======== DATA ROWS

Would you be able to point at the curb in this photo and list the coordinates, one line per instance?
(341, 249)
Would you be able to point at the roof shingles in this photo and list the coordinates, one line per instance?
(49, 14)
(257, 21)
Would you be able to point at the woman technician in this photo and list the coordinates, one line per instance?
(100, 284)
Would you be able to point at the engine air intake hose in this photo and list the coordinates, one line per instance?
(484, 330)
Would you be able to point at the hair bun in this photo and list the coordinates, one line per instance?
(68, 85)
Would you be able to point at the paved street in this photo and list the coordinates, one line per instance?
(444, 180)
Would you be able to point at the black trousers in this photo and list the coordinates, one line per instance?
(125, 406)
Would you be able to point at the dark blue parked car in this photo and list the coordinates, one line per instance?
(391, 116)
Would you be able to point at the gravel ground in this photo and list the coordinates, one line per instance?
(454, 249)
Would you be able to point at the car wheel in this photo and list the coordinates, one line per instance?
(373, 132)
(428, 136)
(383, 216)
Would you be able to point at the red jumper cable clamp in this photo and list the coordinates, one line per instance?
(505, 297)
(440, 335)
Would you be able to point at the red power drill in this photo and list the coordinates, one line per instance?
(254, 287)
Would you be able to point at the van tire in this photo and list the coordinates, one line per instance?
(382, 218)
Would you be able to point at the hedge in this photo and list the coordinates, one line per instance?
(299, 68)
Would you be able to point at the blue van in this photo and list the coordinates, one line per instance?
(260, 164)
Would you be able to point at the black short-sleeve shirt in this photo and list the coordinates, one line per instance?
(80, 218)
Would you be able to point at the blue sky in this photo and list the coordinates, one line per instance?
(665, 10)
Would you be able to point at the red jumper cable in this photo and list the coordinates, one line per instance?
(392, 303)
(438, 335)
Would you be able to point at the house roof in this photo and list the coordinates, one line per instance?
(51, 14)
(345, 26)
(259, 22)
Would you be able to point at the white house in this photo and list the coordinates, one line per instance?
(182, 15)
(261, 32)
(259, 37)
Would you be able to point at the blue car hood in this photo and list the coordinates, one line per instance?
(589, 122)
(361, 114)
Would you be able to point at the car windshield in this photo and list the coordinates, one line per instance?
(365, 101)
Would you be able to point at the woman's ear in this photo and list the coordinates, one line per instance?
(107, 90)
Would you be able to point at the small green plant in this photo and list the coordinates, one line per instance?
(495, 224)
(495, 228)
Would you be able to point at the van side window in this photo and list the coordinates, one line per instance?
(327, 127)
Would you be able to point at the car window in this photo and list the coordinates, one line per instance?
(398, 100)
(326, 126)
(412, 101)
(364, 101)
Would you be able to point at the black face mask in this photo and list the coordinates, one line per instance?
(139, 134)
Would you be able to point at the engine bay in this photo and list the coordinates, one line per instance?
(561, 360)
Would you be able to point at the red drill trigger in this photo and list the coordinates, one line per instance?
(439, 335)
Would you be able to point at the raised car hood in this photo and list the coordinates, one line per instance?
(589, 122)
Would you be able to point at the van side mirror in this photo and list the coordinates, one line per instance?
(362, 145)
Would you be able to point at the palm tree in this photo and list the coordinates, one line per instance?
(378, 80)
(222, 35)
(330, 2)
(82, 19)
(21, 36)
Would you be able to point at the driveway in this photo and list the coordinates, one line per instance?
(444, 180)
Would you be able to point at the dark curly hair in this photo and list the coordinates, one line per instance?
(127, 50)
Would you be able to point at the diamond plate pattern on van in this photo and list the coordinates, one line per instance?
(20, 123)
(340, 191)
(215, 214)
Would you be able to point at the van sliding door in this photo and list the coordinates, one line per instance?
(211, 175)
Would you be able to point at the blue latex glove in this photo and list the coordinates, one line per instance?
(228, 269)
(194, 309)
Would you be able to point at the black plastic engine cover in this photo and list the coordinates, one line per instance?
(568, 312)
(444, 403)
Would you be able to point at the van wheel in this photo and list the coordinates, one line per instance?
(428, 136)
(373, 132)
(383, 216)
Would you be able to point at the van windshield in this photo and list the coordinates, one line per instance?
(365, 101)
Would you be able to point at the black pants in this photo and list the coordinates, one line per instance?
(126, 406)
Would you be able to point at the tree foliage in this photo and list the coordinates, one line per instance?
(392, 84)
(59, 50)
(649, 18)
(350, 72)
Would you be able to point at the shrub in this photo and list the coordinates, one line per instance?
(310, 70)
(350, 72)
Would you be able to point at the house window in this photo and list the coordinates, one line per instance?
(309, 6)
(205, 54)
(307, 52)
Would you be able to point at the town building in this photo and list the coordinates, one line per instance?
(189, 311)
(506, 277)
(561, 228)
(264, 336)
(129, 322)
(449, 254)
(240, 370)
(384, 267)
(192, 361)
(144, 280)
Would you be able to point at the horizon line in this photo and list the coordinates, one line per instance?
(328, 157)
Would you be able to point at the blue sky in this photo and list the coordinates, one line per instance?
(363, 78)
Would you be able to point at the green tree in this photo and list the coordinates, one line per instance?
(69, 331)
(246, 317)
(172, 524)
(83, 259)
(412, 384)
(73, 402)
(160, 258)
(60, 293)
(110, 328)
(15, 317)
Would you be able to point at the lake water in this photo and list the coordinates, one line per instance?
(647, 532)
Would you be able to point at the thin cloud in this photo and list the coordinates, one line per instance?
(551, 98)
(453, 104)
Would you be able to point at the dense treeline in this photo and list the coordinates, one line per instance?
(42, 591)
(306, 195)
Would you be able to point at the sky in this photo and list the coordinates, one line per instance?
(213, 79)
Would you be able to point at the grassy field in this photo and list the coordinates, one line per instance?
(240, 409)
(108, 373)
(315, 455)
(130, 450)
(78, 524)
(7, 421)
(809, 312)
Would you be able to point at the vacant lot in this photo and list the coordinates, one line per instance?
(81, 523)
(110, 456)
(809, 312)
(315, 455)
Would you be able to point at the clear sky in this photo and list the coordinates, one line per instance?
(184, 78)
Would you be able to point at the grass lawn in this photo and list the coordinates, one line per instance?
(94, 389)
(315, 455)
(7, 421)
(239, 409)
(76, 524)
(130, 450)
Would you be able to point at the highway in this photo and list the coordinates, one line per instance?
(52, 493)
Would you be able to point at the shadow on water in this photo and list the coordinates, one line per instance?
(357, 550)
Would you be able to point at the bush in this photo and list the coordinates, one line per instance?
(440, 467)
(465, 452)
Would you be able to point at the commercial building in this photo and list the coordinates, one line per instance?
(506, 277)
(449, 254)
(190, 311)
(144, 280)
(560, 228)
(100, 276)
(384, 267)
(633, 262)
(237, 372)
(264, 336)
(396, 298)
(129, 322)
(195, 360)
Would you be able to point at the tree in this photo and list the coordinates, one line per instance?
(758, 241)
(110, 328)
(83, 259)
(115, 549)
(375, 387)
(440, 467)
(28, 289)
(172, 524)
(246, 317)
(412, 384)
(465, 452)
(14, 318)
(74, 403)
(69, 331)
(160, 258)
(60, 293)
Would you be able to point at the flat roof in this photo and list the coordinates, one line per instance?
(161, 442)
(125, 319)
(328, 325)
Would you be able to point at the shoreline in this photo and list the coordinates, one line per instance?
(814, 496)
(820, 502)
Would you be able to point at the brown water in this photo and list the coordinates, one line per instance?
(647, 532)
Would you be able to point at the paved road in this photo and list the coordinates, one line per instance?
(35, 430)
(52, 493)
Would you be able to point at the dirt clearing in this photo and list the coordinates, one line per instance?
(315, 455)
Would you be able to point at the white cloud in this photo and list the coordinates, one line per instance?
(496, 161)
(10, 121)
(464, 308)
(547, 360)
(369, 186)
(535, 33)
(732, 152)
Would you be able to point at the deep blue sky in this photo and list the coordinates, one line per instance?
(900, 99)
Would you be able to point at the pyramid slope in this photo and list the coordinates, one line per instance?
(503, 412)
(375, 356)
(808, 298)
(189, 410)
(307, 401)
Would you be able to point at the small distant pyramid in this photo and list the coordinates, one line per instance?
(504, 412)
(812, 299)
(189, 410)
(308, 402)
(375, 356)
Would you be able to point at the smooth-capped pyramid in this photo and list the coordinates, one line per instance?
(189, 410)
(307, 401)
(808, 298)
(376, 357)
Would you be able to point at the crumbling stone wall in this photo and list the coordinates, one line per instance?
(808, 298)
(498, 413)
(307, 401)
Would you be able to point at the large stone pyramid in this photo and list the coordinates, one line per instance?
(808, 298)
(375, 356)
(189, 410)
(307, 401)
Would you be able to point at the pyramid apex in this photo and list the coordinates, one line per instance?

================

* _AIM_
Reproduce verbatim the lines of the records above, starting at the line containing "Would you be able to point at the small distant" and continuing through the final line of the records.

* _RESPONSE_
Would you be able to point at the small distant pyramid in this photo and list the coordinates, one line per instance?
(504, 412)
(812, 299)
(189, 410)
(308, 402)
(375, 356)
Would you be able to point at the smooth-capped pyramid in this photo and list the coordinates, one line per instance?
(189, 410)
(307, 401)
(808, 298)
(376, 357)
Would you be able to point at the crumbling stone wall in this photo and list the coordinates, one line per instance?
(808, 298)
(498, 413)
(307, 401)
Would you be able to point at the large stone pyramid in this photo and list the coordinates, one line per instance?
(808, 298)
(375, 356)
(189, 410)
(307, 401)
Would you be able to point at the pyramid apex in this photo and list the coordinates, one line per instance?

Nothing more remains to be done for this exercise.